What is expected. Quote the lines from the line holding "point_to MUST return one point per instance of the kitchen" to the very end of the listing, exactly, and no others.

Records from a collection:
........
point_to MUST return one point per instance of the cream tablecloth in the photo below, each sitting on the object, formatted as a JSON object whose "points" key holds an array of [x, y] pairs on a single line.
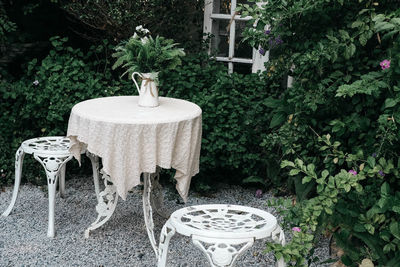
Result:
{"points": [[132, 139]]}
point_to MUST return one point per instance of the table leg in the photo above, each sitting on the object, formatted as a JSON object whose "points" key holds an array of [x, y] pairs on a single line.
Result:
{"points": [[148, 211], [106, 206], [278, 236], [157, 198]]}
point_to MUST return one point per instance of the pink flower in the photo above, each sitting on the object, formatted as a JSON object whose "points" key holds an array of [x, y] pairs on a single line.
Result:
{"points": [[353, 172], [258, 193], [385, 64], [296, 229]]}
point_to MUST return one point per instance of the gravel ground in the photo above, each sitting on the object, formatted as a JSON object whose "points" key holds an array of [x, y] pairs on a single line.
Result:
{"points": [[122, 241]]}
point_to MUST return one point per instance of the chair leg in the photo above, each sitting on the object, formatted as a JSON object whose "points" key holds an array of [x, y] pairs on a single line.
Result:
{"points": [[95, 167], [221, 253], [19, 160], [51, 186], [278, 236], [52, 165], [166, 233], [62, 181]]}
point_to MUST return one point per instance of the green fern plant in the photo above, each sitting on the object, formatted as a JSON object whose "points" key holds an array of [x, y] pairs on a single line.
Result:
{"points": [[145, 54]]}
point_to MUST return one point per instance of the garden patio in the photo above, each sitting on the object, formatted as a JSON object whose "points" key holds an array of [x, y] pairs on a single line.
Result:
{"points": [[255, 133]]}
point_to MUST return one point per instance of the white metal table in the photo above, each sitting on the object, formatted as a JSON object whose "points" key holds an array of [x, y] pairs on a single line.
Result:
{"points": [[133, 140]]}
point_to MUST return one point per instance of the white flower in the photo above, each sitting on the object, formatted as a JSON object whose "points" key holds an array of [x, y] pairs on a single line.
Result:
{"points": [[144, 40], [141, 29]]}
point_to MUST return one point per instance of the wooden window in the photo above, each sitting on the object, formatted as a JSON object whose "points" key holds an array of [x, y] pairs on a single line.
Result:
{"points": [[221, 20]]}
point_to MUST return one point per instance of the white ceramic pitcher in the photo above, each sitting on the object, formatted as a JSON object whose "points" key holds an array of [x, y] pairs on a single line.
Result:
{"points": [[148, 92]]}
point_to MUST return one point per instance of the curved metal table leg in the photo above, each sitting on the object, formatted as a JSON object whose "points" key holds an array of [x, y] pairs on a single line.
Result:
{"points": [[52, 165], [156, 197], [95, 167], [148, 211], [166, 233], [107, 202], [19, 160], [278, 236], [62, 181]]}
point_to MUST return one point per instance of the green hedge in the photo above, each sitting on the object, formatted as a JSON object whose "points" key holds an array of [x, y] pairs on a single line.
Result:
{"points": [[234, 113]]}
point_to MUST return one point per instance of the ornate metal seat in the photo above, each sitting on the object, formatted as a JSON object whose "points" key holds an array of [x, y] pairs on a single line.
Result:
{"points": [[222, 232], [53, 153]]}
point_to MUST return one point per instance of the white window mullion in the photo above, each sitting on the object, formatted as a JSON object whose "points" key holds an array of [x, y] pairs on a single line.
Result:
{"points": [[212, 18], [232, 33]]}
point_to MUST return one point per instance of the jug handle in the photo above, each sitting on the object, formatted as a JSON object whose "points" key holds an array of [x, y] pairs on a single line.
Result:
{"points": [[133, 78]]}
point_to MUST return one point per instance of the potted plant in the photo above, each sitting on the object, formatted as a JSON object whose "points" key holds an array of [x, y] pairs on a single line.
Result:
{"points": [[145, 56]]}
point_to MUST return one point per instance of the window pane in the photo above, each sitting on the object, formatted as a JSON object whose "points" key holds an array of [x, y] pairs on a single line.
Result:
{"points": [[224, 7], [242, 50], [219, 44]]}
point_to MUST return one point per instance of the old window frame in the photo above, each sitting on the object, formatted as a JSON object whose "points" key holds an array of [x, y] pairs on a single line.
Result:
{"points": [[211, 26]]}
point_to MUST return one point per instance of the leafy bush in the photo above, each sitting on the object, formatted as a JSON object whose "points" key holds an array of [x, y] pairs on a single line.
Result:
{"points": [[344, 58], [234, 118], [116, 20], [39, 103]]}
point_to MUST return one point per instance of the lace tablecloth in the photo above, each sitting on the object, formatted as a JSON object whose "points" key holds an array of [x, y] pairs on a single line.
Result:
{"points": [[132, 139]]}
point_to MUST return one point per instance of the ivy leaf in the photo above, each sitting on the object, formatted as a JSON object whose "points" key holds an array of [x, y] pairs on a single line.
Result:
{"points": [[394, 229], [306, 179], [389, 103], [277, 119], [294, 172]]}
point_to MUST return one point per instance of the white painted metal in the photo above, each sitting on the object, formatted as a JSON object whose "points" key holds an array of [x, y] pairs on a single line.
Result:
{"points": [[152, 199], [107, 201], [53, 153], [235, 60], [96, 170], [221, 232], [52, 165]]}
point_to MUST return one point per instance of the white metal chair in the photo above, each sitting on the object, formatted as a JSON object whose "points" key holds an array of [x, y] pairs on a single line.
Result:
{"points": [[53, 153], [222, 232]]}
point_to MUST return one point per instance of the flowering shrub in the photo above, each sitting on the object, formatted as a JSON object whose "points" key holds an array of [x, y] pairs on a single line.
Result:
{"points": [[344, 58]]}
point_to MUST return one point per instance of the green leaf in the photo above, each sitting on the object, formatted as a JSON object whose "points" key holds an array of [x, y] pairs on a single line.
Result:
{"points": [[390, 102], [306, 179], [324, 174], [294, 172], [394, 229], [277, 119]]}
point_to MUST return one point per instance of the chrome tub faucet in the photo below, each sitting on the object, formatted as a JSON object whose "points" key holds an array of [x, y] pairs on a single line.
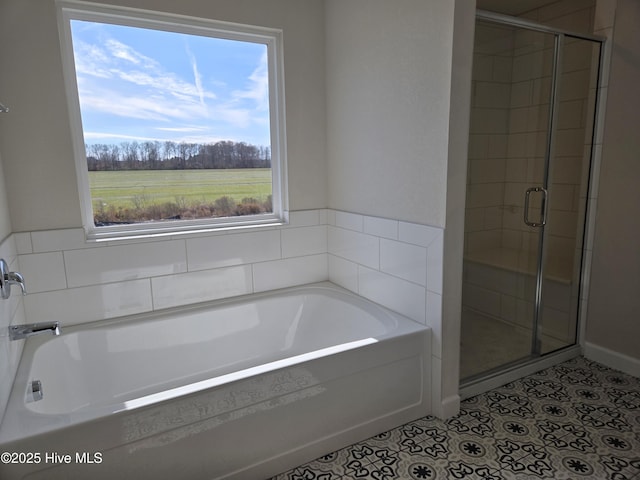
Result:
{"points": [[17, 332]]}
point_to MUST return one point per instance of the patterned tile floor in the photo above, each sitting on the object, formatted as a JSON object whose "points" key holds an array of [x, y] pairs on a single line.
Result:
{"points": [[577, 420]]}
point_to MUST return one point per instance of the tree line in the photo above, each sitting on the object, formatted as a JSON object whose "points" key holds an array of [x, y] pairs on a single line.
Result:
{"points": [[168, 155]]}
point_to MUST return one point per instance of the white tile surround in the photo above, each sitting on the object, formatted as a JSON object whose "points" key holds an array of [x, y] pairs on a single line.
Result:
{"points": [[395, 263], [11, 312], [391, 262]]}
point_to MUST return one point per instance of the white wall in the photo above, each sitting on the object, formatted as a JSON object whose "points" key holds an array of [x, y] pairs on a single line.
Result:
{"points": [[613, 329], [386, 145], [388, 83], [397, 131], [36, 142]]}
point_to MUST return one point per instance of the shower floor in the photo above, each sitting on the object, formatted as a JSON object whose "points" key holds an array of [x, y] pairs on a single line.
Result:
{"points": [[487, 343]]}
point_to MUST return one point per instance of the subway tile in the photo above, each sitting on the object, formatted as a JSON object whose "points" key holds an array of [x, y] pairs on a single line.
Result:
{"points": [[235, 249], [23, 242], [290, 272], [435, 261], [404, 260], [124, 262], [303, 218], [58, 240], [297, 242], [434, 320], [394, 293], [478, 146], [381, 227], [201, 286], [43, 271], [485, 194], [344, 273], [87, 304], [492, 95], [357, 247], [350, 221]]}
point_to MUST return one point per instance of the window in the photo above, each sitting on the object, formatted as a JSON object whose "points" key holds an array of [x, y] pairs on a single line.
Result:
{"points": [[178, 122]]}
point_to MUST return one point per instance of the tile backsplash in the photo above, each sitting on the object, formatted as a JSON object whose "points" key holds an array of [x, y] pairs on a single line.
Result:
{"points": [[391, 262], [74, 282]]}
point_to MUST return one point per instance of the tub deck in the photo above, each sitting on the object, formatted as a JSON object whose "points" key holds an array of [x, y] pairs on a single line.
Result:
{"points": [[200, 391]]}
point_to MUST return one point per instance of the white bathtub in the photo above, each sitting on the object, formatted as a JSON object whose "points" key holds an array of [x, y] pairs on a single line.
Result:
{"points": [[233, 389]]}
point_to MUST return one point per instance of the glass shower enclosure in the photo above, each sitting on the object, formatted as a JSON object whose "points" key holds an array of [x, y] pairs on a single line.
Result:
{"points": [[530, 149]]}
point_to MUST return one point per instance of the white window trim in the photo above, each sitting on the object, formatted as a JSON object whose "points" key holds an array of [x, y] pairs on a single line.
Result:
{"points": [[68, 10]]}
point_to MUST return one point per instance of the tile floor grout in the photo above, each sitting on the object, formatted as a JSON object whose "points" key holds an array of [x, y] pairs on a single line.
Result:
{"points": [[576, 420]]}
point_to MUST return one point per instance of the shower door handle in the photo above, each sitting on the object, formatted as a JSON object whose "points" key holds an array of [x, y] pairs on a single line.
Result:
{"points": [[543, 207]]}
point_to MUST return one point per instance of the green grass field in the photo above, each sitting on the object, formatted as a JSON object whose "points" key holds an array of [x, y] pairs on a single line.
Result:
{"points": [[125, 188], [129, 196]]}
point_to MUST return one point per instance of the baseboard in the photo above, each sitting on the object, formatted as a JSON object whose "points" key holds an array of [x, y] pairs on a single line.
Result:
{"points": [[448, 407], [615, 360]]}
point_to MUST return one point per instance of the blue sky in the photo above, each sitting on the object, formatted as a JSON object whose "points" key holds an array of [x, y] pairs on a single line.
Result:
{"points": [[141, 84]]}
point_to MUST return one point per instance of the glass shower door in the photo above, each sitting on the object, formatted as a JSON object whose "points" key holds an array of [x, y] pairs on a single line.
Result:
{"points": [[506, 194], [567, 184], [533, 104]]}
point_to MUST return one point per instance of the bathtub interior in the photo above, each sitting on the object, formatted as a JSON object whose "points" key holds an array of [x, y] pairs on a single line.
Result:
{"points": [[110, 367]]}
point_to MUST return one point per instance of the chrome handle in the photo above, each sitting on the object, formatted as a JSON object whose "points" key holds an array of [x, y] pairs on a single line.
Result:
{"points": [[7, 279], [543, 207]]}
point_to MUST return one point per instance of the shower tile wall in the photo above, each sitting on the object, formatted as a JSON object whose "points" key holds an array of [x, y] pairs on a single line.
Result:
{"points": [[510, 109]]}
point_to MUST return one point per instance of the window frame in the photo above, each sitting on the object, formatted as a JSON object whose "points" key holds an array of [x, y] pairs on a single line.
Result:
{"points": [[68, 10]]}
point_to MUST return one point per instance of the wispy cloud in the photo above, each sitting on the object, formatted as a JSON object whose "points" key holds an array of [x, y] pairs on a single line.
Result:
{"points": [[169, 92], [257, 88]]}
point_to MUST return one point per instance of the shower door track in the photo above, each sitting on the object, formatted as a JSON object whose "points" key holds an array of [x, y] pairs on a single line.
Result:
{"points": [[530, 25]]}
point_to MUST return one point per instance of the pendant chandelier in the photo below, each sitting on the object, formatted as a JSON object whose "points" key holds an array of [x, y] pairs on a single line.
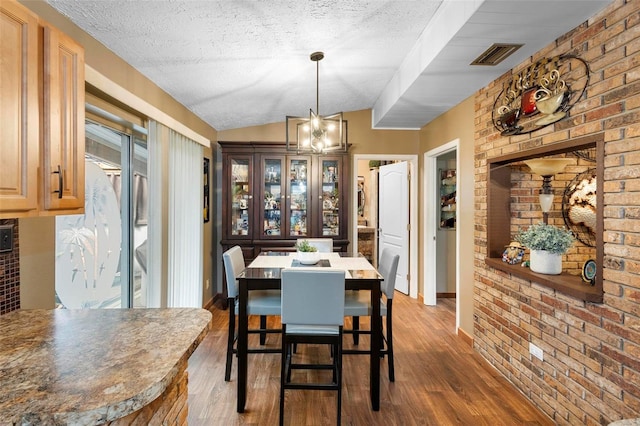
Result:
{"points": [[317, 133]]}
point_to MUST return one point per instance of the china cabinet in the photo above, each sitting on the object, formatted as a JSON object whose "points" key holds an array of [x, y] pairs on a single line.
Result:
{"points": [[42, 136], [272, 197]]}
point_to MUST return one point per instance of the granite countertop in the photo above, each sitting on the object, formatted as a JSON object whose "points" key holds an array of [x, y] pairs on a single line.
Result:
{"points": [[93, 365]]}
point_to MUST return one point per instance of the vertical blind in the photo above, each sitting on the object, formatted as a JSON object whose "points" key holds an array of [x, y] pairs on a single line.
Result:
{"points": [[184, 217]]}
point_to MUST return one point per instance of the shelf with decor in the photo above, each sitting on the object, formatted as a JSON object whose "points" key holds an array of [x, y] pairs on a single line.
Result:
{"points": [[511, 190], [448, 192]]}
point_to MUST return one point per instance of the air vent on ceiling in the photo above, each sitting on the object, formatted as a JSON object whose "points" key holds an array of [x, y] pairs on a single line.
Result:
{"points": [[495, 54]]}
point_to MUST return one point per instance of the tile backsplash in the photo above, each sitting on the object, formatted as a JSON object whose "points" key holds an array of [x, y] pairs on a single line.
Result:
{"points": [[10, 273]]}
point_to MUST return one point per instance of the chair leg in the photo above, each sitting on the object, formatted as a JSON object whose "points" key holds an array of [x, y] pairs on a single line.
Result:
{"points": [[263, 326], [230, 339], [356, 327], [283, 374], [338, 361], [392, 374]]}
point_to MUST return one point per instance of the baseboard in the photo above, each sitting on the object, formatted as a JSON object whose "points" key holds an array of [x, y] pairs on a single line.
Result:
{"points": [[219, 301], [209, 304], [465, 337], [446, 295]]}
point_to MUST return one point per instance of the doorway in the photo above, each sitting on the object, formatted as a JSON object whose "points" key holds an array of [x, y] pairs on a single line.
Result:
{"points": [[101, 254], [441, 236], [361, 169]]}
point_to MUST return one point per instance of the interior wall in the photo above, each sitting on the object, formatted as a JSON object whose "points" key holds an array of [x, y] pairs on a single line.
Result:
{"points": [[457, 123], [590, 373], [361, 137]]}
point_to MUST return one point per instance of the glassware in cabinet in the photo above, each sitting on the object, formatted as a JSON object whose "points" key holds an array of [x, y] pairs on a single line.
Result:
{"points": [[298, 197], [241, 196], [330, 197], [272, 196]]}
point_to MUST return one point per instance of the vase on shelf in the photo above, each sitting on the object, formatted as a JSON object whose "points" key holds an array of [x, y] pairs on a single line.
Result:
{"points": [[546, 262]]}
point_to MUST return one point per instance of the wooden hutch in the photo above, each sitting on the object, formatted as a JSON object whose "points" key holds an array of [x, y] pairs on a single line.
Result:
{"points": [[271, 197]]}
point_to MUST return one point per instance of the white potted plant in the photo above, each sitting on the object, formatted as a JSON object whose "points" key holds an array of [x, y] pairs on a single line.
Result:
{"points": [[307, 254], [547, 244]]}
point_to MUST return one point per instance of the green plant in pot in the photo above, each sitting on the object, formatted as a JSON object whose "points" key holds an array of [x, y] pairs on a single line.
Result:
{"points": [[307, 254], [547, 244]]}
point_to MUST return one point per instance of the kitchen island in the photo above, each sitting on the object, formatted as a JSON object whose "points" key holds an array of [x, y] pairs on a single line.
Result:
{"points": [[97, 366]]}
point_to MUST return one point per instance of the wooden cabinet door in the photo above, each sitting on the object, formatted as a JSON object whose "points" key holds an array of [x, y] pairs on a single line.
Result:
........
Written response.
point_to MUST return one point per instance of the kitchen island in the photo above, each sitting on the object, formatted as a JSON object whose "points" key holds an array of [x, y] pairs on a single line.
Result:
{"points": [[97, 366]]}
point_to MUST return one point per instance of the wooden cabinet door in the photo above, each sitting on the object, formatted as a JSON object whose "points" key holds an array of [x, y] pairs on a single line.
Result:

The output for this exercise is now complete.